#### 待办事项
(1) 请列出文本节选中“3Ds”方法所结合的全部方面。
(2) 请照原文重抄文本节选中从“三 当前美国对非安全援助”至“乃至整个安全援助的未来发展。”的一段。

三 当前美国对非安全援助
上述数据分析显示,美国对非安全援助的当前阶段是自“9·11”事件爆发至今。“9·11”事件凸显了两个问题,从根本上改变了美国对非乃至整个安全援助。一是大规模军事行动既不可持续,也无法成功应对暴力的非国家行为体,美国国家安全必须更多依赖与盟国和伙伴国的合作;二是单纯的安全或更狭隘的军事行动并不能为美国带来更大安全,因此美国自“9·11”事件后逐渐发展出“3Ds”方法,即将国防、发展和外交相结合,以更好地实现美国安全援助的目标。基于此,美国对非安全援助在21世纪以来发生了实质性变化,而特朗普的“美国优先”战略更将长期性地影响美国对非乃至整个安全援助的未来发展。
(一)“9·11”事件后美国对非安全援助政策
如果说冷战结束使美国安全援助的目标不再更多指向明确的外部入侵的话,那么在经历10余年的迷惘之后,恐怖主义袭击使美国安全援助的目标再次明确。由于非国家行为体带来的威胁更难以预防,也更难以采取传统的军事手段加以阻遏,因此必须从根本上改变战略思维。具体而言,美国在“9·11”事件后对安全援助的战略指导改变体现为两个方面,一是将安全援助的重点转向能力培养,二是强调使用综合性的3Ds方法。

#### 条目记录
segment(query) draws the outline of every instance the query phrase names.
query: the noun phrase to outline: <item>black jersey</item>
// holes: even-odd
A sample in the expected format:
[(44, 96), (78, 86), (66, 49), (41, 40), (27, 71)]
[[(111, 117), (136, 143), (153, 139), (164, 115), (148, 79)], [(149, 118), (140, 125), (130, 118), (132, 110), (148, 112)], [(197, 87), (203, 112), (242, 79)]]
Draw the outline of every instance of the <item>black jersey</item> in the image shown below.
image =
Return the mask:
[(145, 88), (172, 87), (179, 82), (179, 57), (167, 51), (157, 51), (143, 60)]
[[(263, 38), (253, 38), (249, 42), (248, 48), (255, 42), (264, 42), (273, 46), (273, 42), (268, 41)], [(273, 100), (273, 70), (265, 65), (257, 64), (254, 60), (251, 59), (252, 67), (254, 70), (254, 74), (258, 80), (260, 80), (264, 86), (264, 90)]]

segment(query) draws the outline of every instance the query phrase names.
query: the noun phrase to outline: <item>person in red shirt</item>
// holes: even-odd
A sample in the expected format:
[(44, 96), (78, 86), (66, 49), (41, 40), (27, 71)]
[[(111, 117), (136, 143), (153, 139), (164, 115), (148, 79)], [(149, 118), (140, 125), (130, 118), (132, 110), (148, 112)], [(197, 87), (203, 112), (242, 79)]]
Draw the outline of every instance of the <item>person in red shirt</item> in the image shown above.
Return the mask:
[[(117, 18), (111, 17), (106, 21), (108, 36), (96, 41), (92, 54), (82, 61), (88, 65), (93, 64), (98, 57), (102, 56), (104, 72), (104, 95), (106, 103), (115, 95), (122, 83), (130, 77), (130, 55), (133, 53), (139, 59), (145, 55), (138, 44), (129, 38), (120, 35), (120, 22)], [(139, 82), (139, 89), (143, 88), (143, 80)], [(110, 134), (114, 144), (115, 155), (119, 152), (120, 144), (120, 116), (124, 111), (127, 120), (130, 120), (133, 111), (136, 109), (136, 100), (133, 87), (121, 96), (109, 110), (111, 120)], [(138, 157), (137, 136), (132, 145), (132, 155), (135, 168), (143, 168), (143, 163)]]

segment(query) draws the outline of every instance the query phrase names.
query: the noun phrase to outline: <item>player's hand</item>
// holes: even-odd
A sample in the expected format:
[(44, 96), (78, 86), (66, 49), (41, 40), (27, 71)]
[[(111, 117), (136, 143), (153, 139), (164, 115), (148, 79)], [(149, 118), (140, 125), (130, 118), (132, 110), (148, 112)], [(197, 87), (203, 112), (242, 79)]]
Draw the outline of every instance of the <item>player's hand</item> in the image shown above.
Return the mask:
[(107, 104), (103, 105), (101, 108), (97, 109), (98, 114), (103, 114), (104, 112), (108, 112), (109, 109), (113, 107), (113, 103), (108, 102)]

#### 各题解答
(1) 国防、发展、外交

(2)
三 当前美国对非安全援助
上述数据分析显示,美国对非安全援助的当前阶段是自“9·11”事件爆发至今。“9·11”事件凸显了两个问题,从根本上改变了美国对非乃至整个安全援助。一是大规模军事行动既不可持续,也无法成功应对暴力的非国家行为体,美国国家安全必须更多依赖与盟国和伙伴国的合作;二是单纯的安全或更狭隘的军事行动并不能为美国带来更大安全,因此美国自“9·11”事件后逐渐发展出“3Ds”方法,即将国防、发展和外交相结合,以更好地实现美国安全援助的目标。基于此,美国对非安全援助在21世纪以来发生了实质性变化,而特朗普的“美国优先”战略更将长期性地影响美国对非乃至整个安全援助的未来发展。